**Document segment**
========

# Creating an ETL Pipeline with Amazon EMR and Apache Spark

Extract, Transform, and Load (or ETL) - sometimes called Ingest, Transform, and Export - is vital for building a robust data engineering pipeline for any organization. Essentially, if the ETL pipeline is designed and built using the right tools and services, it brings high value to any organization for both for batch and real-time processing. But designing and building such a pipeline is a time consuming task, and it requires different skillsets considering the number of tools and frameworks in this big data space. Luckily, it's pretty easy if you're using EMR and Spark. 

Batch ETL is a common use case across many organizations. And this tutorial will provide you with a starting point, which can help you to build more complex data pipelines in AWS using [Amazon EMR (Amazon Elastic MapReduce)](https://docs.aws.amazon.com/emr/latest/ManagementGuide/emr-what-is-emr.html) and [Apache Spark](https://spark.apache.org/). Here's how to do it.

We are going to use [PySpark](https://spark.apache.org/docs/latest/api/python/) to interact with the Spark cluster. PySpark allows you to write Spark applications using Python APIs. 

## What you will learn

In this guide, you will:
- Create and set up an Amazon EMR cluster 
- Submit a PySpark job on EMR 
- Integrate Amazon EMR with Amazon S3 

Let's get started!

## Requirements 

Before Starting this guide, you will need:

- An AWS account (if you don't yet have one, please create one and [set up your environment](https://aws.amazon.com/getting-started/guides/setup-environment/))
- An IAM user that has the access and create AWS resources. 
- Basic understanding of Python


## Use case and problem statement

For this tutorial, let's assume you have a vendor who provides incremental sales data at the end of every month. The file arrives in S3 as a `CSV` file and it needs to be processed and made available to your data analysts for querying and analysis. 

## Architecture 

To implement this data pipeline, we will use an EMR cluster with Spark as the distributed processing engine. We'll use S3 for storing the:

-  `RAW` data (which is the input and unprocessed data) 
-  `CLEANSED` data (which is output and processed data)

We need to build a data pipeline such that it will take this new sales file from the S3 bucket, process it with required transformations using Amazon EMR, and save the cleaned and transformed data into the target S3 bucket, which will be used later on for querying using Amazon Athena. 

![Img Architecture](images/Architecture.png)

## Implementation 

To implement our data processing pipeline, we first need to create an EMR cluster that will run our ETL jobs, an SSH key pair to allow connecting to the server, an S3 bucket to store the raw and processed data, and finally start our job on the cluster.

========

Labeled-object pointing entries
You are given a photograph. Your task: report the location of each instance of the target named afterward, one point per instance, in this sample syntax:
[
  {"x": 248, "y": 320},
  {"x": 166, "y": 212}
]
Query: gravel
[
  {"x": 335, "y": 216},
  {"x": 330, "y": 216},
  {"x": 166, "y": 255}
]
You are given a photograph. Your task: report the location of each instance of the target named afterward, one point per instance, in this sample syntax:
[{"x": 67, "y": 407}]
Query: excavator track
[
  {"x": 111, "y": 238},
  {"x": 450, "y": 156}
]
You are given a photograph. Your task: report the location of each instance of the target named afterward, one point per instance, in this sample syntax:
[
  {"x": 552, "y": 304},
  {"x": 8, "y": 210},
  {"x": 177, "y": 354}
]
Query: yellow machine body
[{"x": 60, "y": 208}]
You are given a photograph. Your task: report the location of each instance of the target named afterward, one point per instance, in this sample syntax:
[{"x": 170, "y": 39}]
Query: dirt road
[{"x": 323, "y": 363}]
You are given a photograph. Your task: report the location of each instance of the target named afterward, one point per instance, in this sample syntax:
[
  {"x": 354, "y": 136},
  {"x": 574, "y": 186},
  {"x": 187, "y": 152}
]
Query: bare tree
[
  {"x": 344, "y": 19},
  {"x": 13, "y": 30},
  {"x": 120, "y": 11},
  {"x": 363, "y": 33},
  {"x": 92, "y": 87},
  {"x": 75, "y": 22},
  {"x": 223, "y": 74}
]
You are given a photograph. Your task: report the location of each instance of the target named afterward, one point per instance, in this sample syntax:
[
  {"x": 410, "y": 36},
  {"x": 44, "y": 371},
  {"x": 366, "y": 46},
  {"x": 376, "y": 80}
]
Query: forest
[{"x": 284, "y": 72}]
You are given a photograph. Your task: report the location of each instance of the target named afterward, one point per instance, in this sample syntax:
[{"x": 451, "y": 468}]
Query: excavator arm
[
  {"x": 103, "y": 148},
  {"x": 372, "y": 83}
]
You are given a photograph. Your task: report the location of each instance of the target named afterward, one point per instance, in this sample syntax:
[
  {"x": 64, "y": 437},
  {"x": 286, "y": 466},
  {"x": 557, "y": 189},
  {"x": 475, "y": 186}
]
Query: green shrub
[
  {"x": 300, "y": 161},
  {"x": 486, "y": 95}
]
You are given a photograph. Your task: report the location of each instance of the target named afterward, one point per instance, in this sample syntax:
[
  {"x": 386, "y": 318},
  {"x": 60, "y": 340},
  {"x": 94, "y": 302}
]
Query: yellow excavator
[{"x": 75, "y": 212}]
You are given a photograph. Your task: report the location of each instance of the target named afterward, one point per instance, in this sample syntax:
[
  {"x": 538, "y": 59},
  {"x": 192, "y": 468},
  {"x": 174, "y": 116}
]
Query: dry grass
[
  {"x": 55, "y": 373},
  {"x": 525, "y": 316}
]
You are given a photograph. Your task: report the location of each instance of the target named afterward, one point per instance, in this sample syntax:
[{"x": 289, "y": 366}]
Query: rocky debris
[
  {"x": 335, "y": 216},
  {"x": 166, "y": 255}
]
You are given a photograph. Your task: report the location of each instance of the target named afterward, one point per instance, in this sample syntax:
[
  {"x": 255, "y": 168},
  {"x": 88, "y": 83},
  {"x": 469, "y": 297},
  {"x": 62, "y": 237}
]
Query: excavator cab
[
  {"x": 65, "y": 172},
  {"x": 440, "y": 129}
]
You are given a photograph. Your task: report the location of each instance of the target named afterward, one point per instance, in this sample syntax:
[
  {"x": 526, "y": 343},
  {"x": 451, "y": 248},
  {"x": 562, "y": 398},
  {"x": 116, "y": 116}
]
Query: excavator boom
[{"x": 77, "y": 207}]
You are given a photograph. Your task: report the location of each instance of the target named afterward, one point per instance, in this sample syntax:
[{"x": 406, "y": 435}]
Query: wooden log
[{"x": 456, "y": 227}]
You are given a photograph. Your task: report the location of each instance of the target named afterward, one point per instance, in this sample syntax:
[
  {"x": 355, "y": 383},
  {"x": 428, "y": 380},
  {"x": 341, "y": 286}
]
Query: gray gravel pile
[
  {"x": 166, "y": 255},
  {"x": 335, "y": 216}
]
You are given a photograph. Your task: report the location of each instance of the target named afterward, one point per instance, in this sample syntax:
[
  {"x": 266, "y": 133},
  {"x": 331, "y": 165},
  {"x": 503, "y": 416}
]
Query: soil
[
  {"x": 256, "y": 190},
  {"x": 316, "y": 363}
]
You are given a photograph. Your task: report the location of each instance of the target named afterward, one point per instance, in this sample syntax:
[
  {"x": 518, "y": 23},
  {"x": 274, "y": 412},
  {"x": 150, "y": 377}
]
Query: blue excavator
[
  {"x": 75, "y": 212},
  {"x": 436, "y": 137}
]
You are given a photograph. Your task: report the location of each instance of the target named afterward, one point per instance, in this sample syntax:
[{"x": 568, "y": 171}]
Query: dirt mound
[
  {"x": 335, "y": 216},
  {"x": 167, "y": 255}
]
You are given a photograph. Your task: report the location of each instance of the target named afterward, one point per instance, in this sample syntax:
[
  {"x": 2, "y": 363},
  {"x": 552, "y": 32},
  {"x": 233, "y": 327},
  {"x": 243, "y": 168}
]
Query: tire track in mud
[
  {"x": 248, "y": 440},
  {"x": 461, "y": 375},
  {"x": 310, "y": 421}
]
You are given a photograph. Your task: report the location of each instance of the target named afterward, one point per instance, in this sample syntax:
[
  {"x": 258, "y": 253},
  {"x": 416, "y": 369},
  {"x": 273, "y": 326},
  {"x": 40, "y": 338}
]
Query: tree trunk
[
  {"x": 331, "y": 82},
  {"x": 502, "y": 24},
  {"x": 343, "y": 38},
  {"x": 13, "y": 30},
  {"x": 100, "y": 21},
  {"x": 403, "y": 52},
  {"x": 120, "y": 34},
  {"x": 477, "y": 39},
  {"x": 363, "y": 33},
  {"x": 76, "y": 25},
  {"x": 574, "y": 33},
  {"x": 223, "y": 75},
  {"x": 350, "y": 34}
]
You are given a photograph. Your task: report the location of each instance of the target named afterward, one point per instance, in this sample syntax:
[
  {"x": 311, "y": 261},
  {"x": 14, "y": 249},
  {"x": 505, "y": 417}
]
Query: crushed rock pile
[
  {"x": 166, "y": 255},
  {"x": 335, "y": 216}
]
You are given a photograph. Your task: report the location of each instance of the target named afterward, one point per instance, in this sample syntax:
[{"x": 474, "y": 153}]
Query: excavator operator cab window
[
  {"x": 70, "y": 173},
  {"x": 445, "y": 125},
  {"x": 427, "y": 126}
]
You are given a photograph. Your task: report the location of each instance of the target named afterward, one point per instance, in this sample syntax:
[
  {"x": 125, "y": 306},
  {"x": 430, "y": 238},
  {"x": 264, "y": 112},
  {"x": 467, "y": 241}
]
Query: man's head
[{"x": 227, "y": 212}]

========

**Requirement 1**
Summarize the ETL pipeline tutorial in two sentences.
**Requirement 2**
List every line of the entries that contains the string "excavator", treating uppercase and lowercase as different.

**Full response 1**
The ETL pipeline tutorial shows how to build a batch ETL pipeline in AWS using Amazon EMR and Apache Spark, with PySpark used to interact with the Spark cluster. In its use case, a vendor's monthly sales CSV file arrives in S3 and is processed on an EMR cluster, and the cleaned, transformed data is saved to a target S3 bucket for later querying with Amazon Athena.

**Full response 2**
Query: excavator track
Query: excavator arm
Query: yellow excavator
Query: excavator cab
Query: excavator boom
Query: blue excavator
Query: excavator operator cab window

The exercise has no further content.